The effect of chemotherapy for malignancy on the natural history of aortic aneurysm.

Journal of Vascular Surgery

PubMedID: 25149862

Martin ZL, Mastracci TM, Greenberg RK, Morales JP, Bena J. The effect of chemotherapy for malignancy on the natural history of aortic aneurysm. J Vasc Surg. 2015;61(1):50-7.
OBJECTIVE
Surgical dogma holds that chemotherapy increases the risk of aneurysm growth and rupture. We sought to determine the effect of cytotoxic chemotherapy on the growth of aortic aneurysms.

METHODS
All patients undergoing chemotherapy for malignancy with coexisting aortic aneurysms at our institution between 2000 and 2011 were identified. Review of electronic medical records and rereview of serial cross-sectional imaging was performed. An additional cohort of patients undergoing aneurysm surveillance during the same period was identified, and demographic and anatomic variables were collected. Planned analysis included descriptive analysis, change in aneurysm diameter over time, and association of growth or need for intervention with type of chemotherapy and type of malignancy.

= = = = =

§ **Exercise directions**
Alter the abstract on chemotherapy and aortic aneurysm, starting with "Martin ZL, Mastracci" and going on through "of aortic aneurysms.", by putting "systemic chemotherapy" in place of "cytotoxic chemotherapy". The material after this abstract is separate from it.

§ **Dataset excerpt**
= = = = =

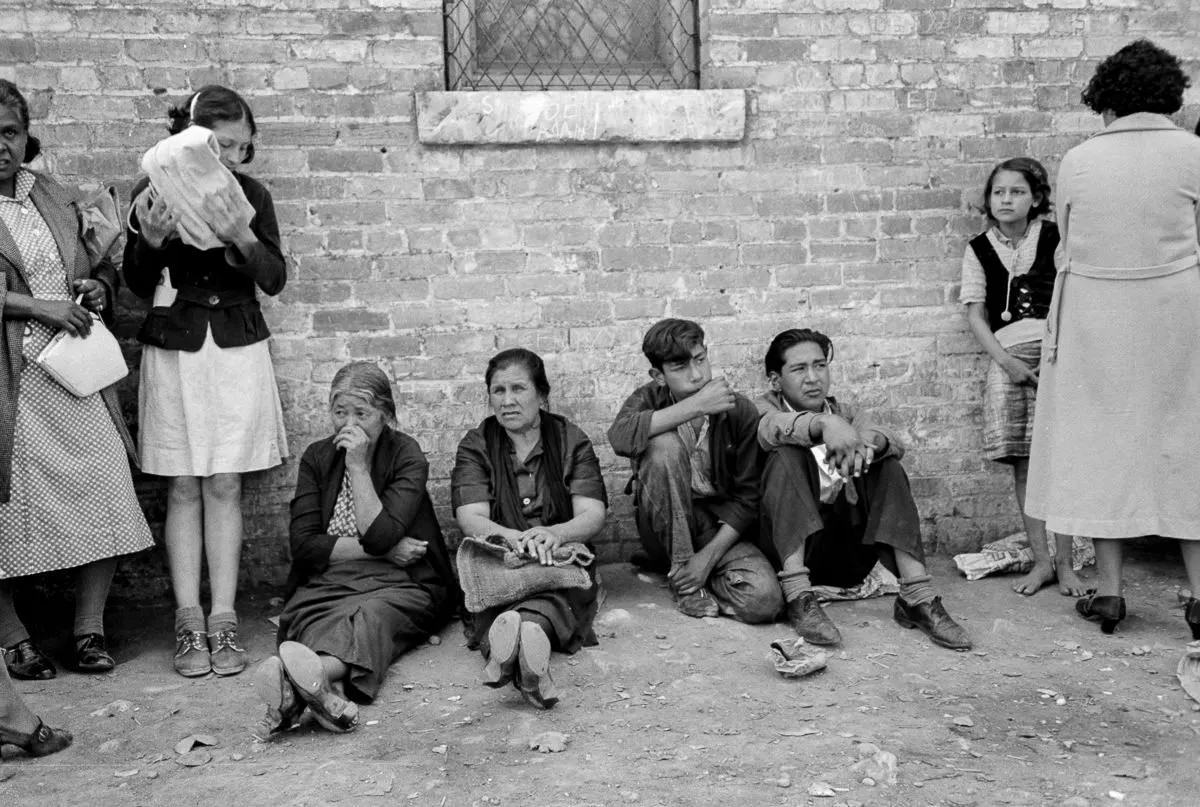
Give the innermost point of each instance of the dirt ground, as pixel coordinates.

= = = = =

§ **Answer section**
Martin ZL, Mastracci TM, Greenberg RK, Morales JP, Bena J. The effect of chemotherapy for malignancy on the natural history of aortic aneurysm. J Vasc Surg. 2015;61(1):50-7.
OBJECTIVE
Surgical dogma holds that chemotherapy increases the risk of aneurysm growth and rupture. We sought to determine the effect of systemic chemotherapy on the growth of aortic aneurysms.